● **GOAL**
Every line of the data must be copied exactly.

□ □ □

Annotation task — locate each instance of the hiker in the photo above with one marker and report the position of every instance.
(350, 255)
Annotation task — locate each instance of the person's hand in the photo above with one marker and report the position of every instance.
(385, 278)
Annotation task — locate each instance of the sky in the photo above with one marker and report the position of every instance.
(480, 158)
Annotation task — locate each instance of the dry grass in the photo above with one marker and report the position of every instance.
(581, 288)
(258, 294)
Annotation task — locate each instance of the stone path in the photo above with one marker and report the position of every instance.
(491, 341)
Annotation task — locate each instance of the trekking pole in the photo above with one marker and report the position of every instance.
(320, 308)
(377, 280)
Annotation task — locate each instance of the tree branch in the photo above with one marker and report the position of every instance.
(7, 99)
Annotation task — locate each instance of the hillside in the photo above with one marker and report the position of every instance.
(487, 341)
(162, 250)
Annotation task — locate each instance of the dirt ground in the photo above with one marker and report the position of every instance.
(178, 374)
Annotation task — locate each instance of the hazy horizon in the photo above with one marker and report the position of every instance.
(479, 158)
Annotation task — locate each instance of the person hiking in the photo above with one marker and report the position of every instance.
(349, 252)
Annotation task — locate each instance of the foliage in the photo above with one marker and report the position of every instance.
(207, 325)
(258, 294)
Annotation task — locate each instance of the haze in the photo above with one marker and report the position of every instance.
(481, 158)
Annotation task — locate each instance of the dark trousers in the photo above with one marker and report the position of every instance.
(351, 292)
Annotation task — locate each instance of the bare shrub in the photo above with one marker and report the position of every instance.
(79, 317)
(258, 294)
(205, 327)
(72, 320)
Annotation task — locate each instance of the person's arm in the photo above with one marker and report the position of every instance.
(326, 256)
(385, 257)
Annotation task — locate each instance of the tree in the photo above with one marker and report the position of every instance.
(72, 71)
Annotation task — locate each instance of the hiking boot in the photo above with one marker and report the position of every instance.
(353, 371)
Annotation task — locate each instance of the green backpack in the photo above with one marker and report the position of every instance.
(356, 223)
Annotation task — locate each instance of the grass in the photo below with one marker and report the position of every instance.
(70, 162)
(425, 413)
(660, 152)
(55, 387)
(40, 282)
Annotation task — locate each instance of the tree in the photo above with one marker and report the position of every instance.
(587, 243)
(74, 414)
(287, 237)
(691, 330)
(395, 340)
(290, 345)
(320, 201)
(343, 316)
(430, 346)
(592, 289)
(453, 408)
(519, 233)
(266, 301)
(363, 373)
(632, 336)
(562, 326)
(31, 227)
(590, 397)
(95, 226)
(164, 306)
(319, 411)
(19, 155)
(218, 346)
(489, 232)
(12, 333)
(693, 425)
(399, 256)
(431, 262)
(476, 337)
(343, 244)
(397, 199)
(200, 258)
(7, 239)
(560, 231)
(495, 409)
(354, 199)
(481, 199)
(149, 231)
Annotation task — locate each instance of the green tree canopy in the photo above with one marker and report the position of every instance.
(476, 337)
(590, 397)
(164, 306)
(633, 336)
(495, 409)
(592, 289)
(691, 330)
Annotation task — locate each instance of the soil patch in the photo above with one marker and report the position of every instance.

□ □ □

● **SOLUTION**
Annotation task — locate each instance of the hiker in the photo above with one marker and report the position of every instance.
(350, 255)
Annotation task — locate each instance of the person's hand in the photo above with one marker and report the position of every instance.
(385, 278)
Annotation task — locate each instance of the sky in the photo above with one marker and report the position of every instance.
(480, 158)
Annotation task — locate each instance of the dry grass in the photo above with one marker and report the position of every instance.
(581, 288)
(258, 294)
Annotation task — locate each instance of the stone path in the photo above with one marker and report the position of every instance.
(491, 341)
Annotation task — locate each instance of the trekking pole in the photo above with one marker and report the position of every instance.
(320, 308)
(377, 280)
Annotation task — locate each instance of the tree branch in the photo above with one marker and report the position of every instance.
(7, 99)
Annotation task — locate each instance of the hillside in the photo above with one marker and report the position of every instance.
(487, 341)
(162, 250)
Annotation task — locate each instance of the dirt ground in the photo above with one marker and report the position of every instance.
(178, 374)
Annotation task — locate each instance of the hazy horizon in the photo above with one marker and report the position of every instance.
(479, 158)
Annotation task — locate each instance of the person hiking in the photo above with one marker and report the position of every instance.
(349, 252)
Annotation task — locate each instance of the foliage in the photo above with one marker and report the position of every instance.
(207, 325)
(258, 294)
Annotation task — locate each instance of the haze in the photo above with one marker and report the position of every instance.
(481, 158)
Annotation task — locate each instance of the dark trousers in the photo above with one marker and report the position of every instance.
(351, 292)
Annotation task — locate each instance of the bare shrub in the photo above with one marker and report the position of every instance.
(79, 317)
(258, 294)
(205, 327)
(72, 320)
Annotation task — locate each instance of the person's arm in the photo above with one marker and report the position of every instance.
(326, 256)
(385, 257)
Annotation task — locate each instance of the tree in the photo above with one marker and report the position of every instance.
(72, 71)
Annotation task — locate each instance of the hiking boot in the photo above with one marker and report the position of every instance.
(353, 371)
Annotation task — locate each instance of the green backpack in the photo above with one marker and report the position of every instance.
(356, 223)
Annotation task — locate each instance of the grass in the photo below with one marker and report the position of every instance.
(70, 162)
(425, 413)
(660, 152)
(55, 387)
(40, 282)
Annotation task — locate each instance of the tree in the photo above with one marker and report the position of every instance.
(587, 243)
(74, 414)
(287, 237)
(691, 330)
(395, 340)
(290, 345)
(320, 201)
(343, 316)
(430, 346)
(592, 289)
(453, 408)
(519, 233)
(266, 301)
(363, 373)
(632, 336)
(562, 326)
(31, 227)
(590, 397)
(95, 226)
(164, 306)
(319, 411)
(19, 155)
(218, 346)
(489, 232)
(12, 333)
(693, 425)
(399, 256)
(431, 262)
(476, 337)
(343, 244)
(397, 199)
(200, 258)
(7, 239)
(560, 231)
(495, 409)
(354, 199)
(481, 199)
(149, 231)
Annotation task — locate each instance of the green tree canopy in the photo above with one marker and report the position of every instance.
(476, 337)
(590, 397)
(164, 306)
(633, 336)
(495, 409)
(592, 289)
(691, 330)
Annotation task — locate each instance of the soil patch in the photo above with one marker and report the position of every instance.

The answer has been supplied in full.